### What you are asked to do
Search the records for the string "lamp", then copy each line that has it.

### Data to use

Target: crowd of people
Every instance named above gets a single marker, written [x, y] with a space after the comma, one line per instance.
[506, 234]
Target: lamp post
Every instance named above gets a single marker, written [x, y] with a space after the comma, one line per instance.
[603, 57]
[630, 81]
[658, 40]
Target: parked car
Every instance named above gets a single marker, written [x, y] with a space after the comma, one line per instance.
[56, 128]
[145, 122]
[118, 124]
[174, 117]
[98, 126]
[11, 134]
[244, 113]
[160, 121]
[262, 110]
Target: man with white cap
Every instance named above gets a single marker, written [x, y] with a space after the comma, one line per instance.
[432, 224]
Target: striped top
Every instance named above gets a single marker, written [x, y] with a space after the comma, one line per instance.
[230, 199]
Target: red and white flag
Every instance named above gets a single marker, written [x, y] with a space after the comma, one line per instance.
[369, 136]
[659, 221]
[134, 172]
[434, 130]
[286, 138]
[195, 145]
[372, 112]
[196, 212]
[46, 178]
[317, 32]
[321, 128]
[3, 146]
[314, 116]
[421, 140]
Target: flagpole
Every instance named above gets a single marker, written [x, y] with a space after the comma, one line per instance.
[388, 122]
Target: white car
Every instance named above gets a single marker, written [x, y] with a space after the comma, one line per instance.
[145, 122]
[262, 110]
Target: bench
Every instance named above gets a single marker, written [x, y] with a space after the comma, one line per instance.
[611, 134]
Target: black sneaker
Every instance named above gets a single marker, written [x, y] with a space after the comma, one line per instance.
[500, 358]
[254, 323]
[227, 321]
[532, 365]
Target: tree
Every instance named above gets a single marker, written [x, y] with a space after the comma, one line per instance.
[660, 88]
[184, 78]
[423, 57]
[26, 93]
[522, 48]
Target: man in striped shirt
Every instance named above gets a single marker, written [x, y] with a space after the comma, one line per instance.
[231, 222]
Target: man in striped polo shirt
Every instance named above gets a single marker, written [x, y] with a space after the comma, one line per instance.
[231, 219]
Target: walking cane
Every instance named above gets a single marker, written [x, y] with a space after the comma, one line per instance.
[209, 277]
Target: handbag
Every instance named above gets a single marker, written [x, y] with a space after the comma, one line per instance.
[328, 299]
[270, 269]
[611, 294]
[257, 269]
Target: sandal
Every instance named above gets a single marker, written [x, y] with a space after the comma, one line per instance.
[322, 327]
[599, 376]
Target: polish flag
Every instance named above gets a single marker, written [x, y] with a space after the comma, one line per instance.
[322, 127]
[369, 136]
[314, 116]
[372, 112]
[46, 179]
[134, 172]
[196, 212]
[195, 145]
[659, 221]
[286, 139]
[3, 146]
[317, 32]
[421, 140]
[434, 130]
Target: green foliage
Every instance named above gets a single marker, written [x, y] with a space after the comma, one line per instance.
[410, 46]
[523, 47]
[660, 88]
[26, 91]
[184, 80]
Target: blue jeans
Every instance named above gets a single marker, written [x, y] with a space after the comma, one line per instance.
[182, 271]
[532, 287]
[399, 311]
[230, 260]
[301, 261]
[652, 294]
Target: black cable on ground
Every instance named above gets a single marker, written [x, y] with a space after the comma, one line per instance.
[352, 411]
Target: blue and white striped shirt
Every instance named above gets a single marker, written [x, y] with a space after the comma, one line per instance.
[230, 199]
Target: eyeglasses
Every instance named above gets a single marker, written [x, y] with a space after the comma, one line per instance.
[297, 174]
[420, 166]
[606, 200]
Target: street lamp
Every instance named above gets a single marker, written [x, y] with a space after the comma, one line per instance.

### Answer space
Target: lamp post
Target: street lamp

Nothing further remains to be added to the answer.